··· Given data ···
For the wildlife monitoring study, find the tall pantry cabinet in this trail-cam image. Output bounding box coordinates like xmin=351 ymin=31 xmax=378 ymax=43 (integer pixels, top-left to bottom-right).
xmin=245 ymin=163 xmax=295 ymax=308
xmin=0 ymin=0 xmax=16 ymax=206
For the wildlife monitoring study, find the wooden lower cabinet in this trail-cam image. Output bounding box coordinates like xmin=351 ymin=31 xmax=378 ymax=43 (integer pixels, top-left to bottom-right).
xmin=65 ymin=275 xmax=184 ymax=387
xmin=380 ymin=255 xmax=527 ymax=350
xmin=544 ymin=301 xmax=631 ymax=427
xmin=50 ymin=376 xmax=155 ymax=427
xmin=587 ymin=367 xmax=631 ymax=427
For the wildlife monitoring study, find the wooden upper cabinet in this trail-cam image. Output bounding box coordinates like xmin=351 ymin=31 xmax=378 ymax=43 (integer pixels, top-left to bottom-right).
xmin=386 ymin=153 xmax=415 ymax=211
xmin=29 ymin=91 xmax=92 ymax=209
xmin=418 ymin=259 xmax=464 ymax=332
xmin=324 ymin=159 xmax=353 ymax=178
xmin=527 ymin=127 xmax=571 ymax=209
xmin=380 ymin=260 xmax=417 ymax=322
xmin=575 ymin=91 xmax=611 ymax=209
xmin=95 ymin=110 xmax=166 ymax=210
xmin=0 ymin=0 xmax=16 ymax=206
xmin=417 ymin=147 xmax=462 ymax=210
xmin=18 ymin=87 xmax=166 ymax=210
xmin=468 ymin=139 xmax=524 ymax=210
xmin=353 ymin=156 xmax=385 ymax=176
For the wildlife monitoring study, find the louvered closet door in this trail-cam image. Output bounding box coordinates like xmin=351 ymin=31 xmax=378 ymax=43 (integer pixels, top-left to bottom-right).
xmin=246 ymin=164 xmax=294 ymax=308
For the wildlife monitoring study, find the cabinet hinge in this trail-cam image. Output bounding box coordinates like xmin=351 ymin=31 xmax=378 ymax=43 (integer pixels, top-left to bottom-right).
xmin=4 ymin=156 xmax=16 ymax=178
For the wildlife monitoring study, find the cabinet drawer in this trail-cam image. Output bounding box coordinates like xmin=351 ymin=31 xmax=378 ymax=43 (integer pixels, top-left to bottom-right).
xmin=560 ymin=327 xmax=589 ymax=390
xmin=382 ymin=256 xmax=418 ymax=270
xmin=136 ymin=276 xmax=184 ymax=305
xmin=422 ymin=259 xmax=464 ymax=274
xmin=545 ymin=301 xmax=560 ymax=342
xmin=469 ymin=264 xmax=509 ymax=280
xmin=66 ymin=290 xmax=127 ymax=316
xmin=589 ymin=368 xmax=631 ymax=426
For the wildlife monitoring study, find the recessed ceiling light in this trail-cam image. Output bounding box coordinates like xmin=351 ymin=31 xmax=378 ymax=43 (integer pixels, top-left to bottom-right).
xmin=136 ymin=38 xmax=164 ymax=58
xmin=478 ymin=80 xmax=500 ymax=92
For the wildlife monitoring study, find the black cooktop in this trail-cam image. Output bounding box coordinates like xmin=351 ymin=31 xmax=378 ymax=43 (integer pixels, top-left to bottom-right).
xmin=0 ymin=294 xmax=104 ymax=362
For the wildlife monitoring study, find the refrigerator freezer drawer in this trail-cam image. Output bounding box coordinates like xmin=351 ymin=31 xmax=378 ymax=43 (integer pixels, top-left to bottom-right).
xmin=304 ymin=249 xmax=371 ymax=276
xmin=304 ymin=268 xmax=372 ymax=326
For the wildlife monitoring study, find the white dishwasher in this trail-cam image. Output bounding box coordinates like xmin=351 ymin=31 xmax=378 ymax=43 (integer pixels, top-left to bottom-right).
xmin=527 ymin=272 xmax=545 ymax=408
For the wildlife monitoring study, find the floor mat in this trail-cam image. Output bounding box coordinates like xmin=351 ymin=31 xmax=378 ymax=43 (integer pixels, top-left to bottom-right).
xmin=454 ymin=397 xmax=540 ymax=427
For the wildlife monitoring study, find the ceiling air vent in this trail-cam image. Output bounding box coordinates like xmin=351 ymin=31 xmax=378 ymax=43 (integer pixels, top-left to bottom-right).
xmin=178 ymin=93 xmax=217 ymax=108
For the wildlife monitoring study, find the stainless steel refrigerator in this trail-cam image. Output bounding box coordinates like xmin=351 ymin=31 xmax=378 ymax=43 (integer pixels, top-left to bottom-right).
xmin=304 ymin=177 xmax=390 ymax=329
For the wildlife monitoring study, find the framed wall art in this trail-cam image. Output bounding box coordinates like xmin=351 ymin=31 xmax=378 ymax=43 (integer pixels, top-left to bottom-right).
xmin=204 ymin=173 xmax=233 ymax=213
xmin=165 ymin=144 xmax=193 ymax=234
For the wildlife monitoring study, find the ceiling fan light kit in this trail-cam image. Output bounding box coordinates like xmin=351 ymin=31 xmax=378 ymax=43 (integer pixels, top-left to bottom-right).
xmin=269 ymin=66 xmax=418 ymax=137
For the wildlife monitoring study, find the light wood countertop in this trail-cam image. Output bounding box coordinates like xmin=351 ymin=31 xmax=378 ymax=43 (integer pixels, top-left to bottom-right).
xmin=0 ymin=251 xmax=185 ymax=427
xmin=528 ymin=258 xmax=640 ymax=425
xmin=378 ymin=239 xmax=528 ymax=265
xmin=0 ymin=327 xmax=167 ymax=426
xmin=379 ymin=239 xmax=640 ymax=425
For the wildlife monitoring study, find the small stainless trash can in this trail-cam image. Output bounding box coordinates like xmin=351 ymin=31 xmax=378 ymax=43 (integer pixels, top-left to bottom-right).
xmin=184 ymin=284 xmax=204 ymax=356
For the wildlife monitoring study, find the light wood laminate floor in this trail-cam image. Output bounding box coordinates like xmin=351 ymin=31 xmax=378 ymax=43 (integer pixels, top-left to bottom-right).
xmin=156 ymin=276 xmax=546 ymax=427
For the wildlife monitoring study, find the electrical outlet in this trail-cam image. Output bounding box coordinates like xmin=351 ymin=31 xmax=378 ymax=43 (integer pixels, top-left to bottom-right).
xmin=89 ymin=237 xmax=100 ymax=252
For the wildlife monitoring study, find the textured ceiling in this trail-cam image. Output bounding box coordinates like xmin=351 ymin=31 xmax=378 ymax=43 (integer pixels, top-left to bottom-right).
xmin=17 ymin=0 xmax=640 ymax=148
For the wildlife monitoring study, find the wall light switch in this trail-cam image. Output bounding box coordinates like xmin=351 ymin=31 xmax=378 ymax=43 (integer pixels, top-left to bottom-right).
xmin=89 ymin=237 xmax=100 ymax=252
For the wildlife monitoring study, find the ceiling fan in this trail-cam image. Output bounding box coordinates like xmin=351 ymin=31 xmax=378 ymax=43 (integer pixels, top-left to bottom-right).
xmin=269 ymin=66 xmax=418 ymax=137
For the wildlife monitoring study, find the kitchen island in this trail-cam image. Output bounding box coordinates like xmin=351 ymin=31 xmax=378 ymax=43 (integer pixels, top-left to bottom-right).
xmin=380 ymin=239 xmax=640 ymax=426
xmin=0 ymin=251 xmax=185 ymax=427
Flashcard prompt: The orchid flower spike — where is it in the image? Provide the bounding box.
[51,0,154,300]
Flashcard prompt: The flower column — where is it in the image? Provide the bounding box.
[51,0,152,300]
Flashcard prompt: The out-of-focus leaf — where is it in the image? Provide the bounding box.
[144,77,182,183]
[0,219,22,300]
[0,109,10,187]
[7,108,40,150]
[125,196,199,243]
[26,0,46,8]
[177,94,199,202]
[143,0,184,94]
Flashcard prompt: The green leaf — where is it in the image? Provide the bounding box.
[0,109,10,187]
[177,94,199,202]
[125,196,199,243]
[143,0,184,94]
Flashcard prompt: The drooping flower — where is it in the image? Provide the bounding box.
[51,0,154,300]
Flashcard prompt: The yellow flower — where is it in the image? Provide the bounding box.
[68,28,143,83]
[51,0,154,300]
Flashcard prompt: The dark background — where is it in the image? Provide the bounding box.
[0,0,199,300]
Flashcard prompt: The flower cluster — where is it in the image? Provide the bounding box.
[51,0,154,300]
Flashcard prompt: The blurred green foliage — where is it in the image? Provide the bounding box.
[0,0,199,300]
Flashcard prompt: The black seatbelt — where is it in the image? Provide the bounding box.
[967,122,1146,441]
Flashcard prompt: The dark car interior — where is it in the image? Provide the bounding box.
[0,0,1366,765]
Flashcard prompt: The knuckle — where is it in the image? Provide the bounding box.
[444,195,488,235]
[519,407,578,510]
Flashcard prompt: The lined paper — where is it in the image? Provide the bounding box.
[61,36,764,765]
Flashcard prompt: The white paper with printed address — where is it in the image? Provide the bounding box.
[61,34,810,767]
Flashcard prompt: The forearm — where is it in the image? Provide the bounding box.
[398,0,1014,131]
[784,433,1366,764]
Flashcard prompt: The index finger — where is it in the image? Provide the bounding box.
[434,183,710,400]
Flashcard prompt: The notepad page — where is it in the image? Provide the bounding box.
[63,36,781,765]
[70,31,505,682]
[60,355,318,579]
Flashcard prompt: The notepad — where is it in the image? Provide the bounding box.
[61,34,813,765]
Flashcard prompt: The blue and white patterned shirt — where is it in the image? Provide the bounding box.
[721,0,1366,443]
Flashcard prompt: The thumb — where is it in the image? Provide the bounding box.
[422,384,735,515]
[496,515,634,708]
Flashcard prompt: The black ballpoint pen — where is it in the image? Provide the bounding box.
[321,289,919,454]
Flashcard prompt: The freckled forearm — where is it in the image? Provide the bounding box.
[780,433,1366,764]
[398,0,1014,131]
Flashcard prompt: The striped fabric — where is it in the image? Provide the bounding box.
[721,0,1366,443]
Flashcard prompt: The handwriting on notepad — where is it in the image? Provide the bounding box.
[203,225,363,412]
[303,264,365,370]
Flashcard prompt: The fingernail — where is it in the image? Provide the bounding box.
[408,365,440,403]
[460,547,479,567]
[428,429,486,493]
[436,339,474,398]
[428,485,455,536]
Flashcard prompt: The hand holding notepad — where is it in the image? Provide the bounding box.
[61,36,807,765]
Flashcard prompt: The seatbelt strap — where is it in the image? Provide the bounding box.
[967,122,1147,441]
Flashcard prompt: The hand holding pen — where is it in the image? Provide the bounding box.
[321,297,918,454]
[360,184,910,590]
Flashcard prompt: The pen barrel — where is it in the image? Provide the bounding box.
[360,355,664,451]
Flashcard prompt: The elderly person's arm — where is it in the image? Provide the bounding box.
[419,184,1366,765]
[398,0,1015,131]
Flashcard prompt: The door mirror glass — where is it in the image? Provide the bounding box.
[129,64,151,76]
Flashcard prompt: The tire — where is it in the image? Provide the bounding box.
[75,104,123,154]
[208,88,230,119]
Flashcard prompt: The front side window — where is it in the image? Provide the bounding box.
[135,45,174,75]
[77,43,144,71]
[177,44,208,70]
···
#### Given instruction
Return every line of the rows above that contains the word "door".

#### Expected answer
For the wildlife monitoring study, find the louvered closet door in this trail-cam image. Output bounding box coordinates like xmin=351 ymin=31 xmax=378 ymax=43 (integer pixels, top-left to bottom-right).
Flashcard prompt: The door mirror glass — where is it in the image? Provide the bounding box.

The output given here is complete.